BRIEF 1
Please reproduce the records verbatim, beginning with the line that contains "tan leather sofa | outline every instance" and ending with the last line of the records, with both of those lines included.

---------------

Aklavik (Dec 04/06) - Aklavik's Billy Storr says students should consider learning a skilled trade.

"There are lots of trades out there," he said. "If you're good with your hands, it's high-paying and high-demand."

NNSL Photo/graphic

Contractor, Billy Storr is also a member of the Aklavik and Beaufort Delta Education boards. - Philippe Morin/NNSL photo

Storr worked in heavy road construction for 20 years, and said the job offered plenty of opportunity and a good salary, because skilled workers are always needed in the developing Arctic.

But while Storr is today retired from construction - having ended his career in 1981 - he is a member of Aklavik's District Education Authority and the Beaufort Delta Education Council, which are trying to get more students interested in trades.

At the Beaufort Delta Regional Conference in Inuvik on Nov. 28, Storr said secondary schools should host more programs such as auto repair or woodworking classes, which he said inspired him to find his career.

"That's where it all started," he said of a welding and woodworking class at Inuvik's Samuel Hearne secondary high school.

While Northern development and the oil and gas industry are creating many jobs for mechanically-skilled students in the North, Storr said many schools aren't doing enough to train students for these opportunities.

The situation is especially unfortunate in Aklavik, he said, where a fully-equipped shop-class currently sits unused because there's no money to hire a teacher.

"A lot of students are more technically-minded, but we don't have a shop class," he said.

"We don't want to see them discouraged because they might have some trouble succeeding at physics or chemistry.

---------------

BRIEF 2
According to the article, why does the fully-equipped shop class in Aklavik sit unused?

---------------

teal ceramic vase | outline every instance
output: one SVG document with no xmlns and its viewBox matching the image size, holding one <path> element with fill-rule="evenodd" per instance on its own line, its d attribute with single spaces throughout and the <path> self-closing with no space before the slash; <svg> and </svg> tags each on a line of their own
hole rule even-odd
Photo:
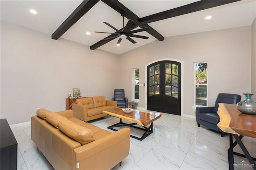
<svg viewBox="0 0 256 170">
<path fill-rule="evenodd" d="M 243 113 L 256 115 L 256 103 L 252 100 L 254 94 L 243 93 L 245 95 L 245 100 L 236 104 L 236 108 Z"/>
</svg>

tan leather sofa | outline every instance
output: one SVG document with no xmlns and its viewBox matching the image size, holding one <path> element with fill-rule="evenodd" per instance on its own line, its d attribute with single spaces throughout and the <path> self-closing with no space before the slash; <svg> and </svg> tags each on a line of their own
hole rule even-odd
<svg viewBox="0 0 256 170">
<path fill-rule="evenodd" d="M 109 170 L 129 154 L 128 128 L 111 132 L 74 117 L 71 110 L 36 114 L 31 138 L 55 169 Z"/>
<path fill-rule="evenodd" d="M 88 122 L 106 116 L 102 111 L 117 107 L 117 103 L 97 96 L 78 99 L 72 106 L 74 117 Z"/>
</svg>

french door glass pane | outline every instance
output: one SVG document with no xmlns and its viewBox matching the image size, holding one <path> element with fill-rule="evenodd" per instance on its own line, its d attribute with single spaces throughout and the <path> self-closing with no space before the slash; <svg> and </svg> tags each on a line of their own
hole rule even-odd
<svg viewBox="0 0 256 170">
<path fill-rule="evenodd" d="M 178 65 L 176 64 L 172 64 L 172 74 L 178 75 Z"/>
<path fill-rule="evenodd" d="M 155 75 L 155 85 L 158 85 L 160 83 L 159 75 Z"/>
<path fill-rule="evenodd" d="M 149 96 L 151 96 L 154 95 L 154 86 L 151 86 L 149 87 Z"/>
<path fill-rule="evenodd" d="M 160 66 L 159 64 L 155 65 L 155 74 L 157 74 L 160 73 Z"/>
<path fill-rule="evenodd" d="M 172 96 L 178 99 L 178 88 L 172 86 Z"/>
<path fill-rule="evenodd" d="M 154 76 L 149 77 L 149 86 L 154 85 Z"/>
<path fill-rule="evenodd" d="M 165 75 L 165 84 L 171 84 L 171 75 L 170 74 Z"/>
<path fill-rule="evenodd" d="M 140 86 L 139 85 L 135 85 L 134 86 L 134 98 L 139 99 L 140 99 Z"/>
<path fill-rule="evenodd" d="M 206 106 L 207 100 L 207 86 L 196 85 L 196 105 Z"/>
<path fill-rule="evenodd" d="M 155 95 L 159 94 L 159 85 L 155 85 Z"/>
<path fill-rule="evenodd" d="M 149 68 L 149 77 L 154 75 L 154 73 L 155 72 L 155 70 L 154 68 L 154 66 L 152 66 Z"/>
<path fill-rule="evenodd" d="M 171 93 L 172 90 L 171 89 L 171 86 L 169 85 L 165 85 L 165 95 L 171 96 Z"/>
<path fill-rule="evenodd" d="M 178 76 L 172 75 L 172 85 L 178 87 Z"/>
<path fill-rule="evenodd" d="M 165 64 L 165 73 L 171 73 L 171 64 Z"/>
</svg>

---------------

WORKED SOLUTION 1
tan leather sofa | outline every instance
output: one SVG document with no xmlns and its viewBox matching the image size, holding one <path> element with fill-rule="evenodd" per instance on its own line, its d attribute with single spaces throughout and the <path> self-closing with no space before the slash; <svg> and </svg> tags each on a line of their own
hole rule even-odd
<svg viewBox="0 0 256 170">
<path fill-rule="evenodd" d="M 109 170 L 129 154 L 128 128 L 111 132 L 74 117 L 71 110 L 36 114 L 31 138 L 55 169 Z"/>
<path fill-rule="evenodd" d="M 88 122 L 106 116 L 102 111 L 117 107 L 117 103 L 97 96 L 78 99 L 72 106 L 74 117 Z"/>
</svg>

french door glass pane | outline every instance
output: one SVG document with no xmlns and its viewBox matching the image size, holding one <path> element with fill-rule="evenodd" per instance on its own line, its d attribute with single spaces throughout and the <path> self-closing with no space before the slash; <svg> and </svg> tags each on a line of their own
hole rule even-odd
<svg viewBox="0 0 256 170">
<path fill-rule="evenodd" d="M 178 65 L 176 64 L 172 64 L 172 74 L 178 75 Z"/>
<path fill-rule="evenodd" d="M 155 75 L 155 85 L 158 85 L 160 83 L 159 75 Z"/>
<path fill-rule="evenodd" d="M 149 96 L 151 96 L 154 95 L 154 86 L 151 86 L 149 87 Z"/>
<path fill-rule="evenodd" d="M 160 66 L 159 64 L 155 65 L 155 74 L 157 74 L 160 73 Z"/>
<path fill-rule="evenodd" d="M 172 96 L 178 99 L 178 88 L 172 86 Z"/>
<path fill-rule="evenodd" d="M 154 76 L 149 77 L 149 86 L 154 85 Z"/>
<path fill-rule="evenodd" d="M 165 75 L 165 84 L 171 84 L 171 75 L 170 74 Z"/>
<path fill-rule="evenodd" d="M 140 86 L 139 85 L 135 85 L 134 86 L 134 98 L 139 99 L 140 99 Z"/>
<path fill-rule="evenodd" d="M 206 106 L 207 100 L 207 86 L 196 85 L 196 105 Z"/>
<path fill-rule="evenodd" d="M 155 95 L 159 94 L 159 85 L 155 85 Z"/>
<path fill-rule="evenodd" d="M 149 68 L 149 77 L 154 75 L 154 73 L 155 72 L 155 70 L 154 68 L 154 66 L 152 66 Z"/>
<path fill-rule="evenodd" d="M 171 93 L 172 90 L 171 89 L 171 86 L 169 85 L 165 85 L 165 95 L 171 96 Z"/>
<path fill-rule="evenodd" d="M 178 76 L 172 75 L 172 85 L 178 87 Z"/>
<path fill-rule="evenodd" d="M 165 64 L 165 73 L 171 73 L 171 64 Z"/>
</svg>

WORKED SOLUTION 2
There's no money to hire a teacher.